### What you need to do
Keep only the lines of the material below that contain the word "faucet". Copy those lines.

### Dataset records
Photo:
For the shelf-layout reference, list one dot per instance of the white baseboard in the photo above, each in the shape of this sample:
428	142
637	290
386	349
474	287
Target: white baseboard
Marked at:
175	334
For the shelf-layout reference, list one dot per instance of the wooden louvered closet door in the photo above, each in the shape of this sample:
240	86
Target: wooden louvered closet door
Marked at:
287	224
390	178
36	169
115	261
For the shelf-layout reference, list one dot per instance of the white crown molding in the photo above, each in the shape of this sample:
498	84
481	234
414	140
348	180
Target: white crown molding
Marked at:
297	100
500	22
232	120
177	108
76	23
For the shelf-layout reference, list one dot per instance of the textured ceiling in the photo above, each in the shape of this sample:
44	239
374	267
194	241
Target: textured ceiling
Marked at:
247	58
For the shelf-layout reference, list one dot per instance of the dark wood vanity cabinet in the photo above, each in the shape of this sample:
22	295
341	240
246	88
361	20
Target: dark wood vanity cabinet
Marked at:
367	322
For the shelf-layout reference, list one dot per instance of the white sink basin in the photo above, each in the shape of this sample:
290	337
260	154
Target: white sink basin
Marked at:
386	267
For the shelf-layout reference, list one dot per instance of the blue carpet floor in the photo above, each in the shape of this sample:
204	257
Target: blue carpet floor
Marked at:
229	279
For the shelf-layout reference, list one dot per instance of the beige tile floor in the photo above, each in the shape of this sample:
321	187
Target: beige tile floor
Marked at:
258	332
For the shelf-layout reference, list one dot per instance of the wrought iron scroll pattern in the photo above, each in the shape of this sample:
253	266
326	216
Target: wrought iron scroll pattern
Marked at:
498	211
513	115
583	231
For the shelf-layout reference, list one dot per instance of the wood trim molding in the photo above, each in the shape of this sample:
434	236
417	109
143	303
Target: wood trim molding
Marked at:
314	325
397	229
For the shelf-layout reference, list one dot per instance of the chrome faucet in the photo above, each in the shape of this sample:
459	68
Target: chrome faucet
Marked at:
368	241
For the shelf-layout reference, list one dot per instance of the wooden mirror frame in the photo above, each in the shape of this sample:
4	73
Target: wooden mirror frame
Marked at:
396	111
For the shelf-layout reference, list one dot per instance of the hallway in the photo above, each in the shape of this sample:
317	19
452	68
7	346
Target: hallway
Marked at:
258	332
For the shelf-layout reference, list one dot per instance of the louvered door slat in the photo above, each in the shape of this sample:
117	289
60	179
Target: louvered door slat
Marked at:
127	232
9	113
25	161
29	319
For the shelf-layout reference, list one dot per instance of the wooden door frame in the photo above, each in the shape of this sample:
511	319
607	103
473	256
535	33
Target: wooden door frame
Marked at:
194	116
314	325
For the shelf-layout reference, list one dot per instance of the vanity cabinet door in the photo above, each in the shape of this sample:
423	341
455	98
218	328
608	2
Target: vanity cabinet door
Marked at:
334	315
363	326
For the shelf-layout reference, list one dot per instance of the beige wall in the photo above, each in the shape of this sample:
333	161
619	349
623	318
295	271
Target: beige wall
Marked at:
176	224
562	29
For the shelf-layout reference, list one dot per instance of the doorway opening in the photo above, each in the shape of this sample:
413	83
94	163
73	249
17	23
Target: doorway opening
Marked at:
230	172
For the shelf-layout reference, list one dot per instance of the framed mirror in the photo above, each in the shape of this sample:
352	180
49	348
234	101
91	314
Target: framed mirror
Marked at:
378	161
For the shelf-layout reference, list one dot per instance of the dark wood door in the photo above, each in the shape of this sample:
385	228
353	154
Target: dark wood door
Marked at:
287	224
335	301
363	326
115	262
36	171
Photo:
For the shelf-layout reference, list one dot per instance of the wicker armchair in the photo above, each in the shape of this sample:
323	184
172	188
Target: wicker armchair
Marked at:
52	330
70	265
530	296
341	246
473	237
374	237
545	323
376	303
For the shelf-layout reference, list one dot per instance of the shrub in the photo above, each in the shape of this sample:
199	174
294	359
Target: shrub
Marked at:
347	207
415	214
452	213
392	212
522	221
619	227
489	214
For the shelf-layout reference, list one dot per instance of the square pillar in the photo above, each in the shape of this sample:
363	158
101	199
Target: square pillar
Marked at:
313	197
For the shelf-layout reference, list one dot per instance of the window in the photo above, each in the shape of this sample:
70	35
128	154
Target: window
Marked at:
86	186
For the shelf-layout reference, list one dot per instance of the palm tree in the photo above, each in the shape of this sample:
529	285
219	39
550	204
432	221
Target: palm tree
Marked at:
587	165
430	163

### Exercise result
For the shelf-layout reference, list one dot per instance of the chrome faucet in the photo above, each in the shape of this sample:
Target: chrome faucet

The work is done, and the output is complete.